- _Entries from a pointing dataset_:

<<<<

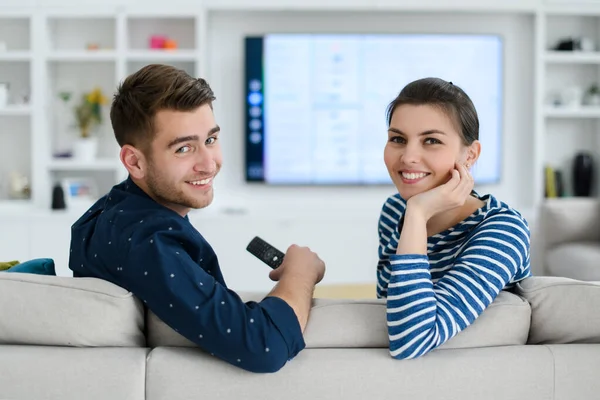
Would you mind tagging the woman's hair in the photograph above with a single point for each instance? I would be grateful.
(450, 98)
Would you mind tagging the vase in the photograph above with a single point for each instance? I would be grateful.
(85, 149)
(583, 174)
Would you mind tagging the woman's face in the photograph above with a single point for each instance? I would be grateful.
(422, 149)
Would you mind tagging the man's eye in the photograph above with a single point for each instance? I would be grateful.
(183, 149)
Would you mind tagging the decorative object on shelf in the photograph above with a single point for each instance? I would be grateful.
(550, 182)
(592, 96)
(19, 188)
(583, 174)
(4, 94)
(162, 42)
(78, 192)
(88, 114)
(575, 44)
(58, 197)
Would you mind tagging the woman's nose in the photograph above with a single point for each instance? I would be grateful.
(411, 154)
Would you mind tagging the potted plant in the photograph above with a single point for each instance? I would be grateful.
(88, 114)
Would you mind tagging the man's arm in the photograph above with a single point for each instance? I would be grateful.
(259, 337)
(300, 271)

>>>>
<<<<

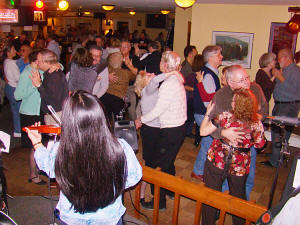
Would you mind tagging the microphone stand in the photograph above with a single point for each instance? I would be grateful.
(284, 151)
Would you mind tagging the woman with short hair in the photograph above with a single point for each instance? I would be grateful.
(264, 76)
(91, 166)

>>>>

- _TASK TO CARRY OUT_:
Collect every line of the data above that contains the word "with".

- _COMPLETE RESPONSE_:
Would you mind tagging the woman's hair in the photograph above with a single point for each instance? I would be grateful.
Would you mind tagging the vase in the photograph above with a single point for each instance? I would be grateful.
Would you mind tagging the woman's face in the photograph above with a single point for each instance? I would be grateful.
Would you mind tagging the man's eye in the photograph above with a single point for each instance? I would be grateful.
Would you mind tagging the decorative object on shelf in the photograph above with a single point for each instance? I would be grateful.
Would you mind tagging the woman's nose in the photograph above with a single point for each instance? I would be grateful.
Would you mind tagging the potted plant in the photograph above with a single point for each instance? I would be grateful.
Would you mind tagging the man's arm in the photograph above with a single point for each instance? I would be grateful.
Would you mind tagging the microphone stand in the photograph above with a single point for each instance? I would be grateful.
Would you mind tagging the woman with short hair in the photograph above with a single point for each instance? I would be grateful.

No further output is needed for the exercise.